### Study questions
1 > According to the text on chilling meat, what refrigerator temperature range protects meat from spoilage?
2 > In the text on chilling meat, rewrite the stretch from "Keeping any meat" through "and other meats.", changing "bacteria" to "microbes".

Keeping any meat refrigerated or frozen is very important. Meat exposed to warm temperatures faces the dangers of suffering spoilage in several ways. The enzymes in meat can become active and ruin the quality of the meat when not properly chilled, and bacteria can grow at a much faster rate when exposed to warmer temperatures. Failure to properly chill meats, including poultry, can spoil the meat and, if eaten, put you at a much greater risk of food poisoning or food-borne illness. Fortunately it is not difficult to properly chill and store poultry and other meats.
Step 1
Immediately place meat poultry products in your refrigerator, whether you are bringing them home from the grocery store or have slaughtered the meats on your own. Freshly slaughtered meats require an even faster response time because the animal's heat can linger in the meat and cause spoilage if not refrigerated quickly. Keep your refrigerator between 32 and 36 degrees Fahrenheit to protect the meat from spoilage.
Step 2
Keep the products chilled for anywhere between 24 hours and five to seven days, or until the meat's expiration date passes. Do not eat expired poultry products, as this increases the product's risk of carrying food-borne illnesses.

### Data listing
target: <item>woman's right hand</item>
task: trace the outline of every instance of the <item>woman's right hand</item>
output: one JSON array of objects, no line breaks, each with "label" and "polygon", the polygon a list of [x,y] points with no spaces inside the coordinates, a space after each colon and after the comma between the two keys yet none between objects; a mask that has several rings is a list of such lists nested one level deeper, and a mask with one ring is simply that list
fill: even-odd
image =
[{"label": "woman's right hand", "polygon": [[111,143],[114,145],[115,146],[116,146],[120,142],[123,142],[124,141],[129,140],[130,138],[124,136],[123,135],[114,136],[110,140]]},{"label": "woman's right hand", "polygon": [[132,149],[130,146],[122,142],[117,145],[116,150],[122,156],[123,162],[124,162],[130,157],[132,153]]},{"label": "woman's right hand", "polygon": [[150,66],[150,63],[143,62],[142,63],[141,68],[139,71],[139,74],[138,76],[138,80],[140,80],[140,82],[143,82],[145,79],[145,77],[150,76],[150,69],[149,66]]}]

### Solution set
1 > Between 32 and 36 degrees Fahrenheit.

2 >
Keeping any meat refrigerated or frozen is very important. Meat exposed to warm temperatures faces the dangers of suffering spoilage in several ways. The enzymes in meat can become active and ruin the quality of the meat when not properly chilled, and microbes can grow at a much faster rate when exposed to warmer temperatures. Failure to properly chill meats, including poultry, can spoil the meat and, if eaten, put you at a much greater risk of food poisoning or food-borne illness. Fortunately it is not difficult to properly chill and store poultry and other meats.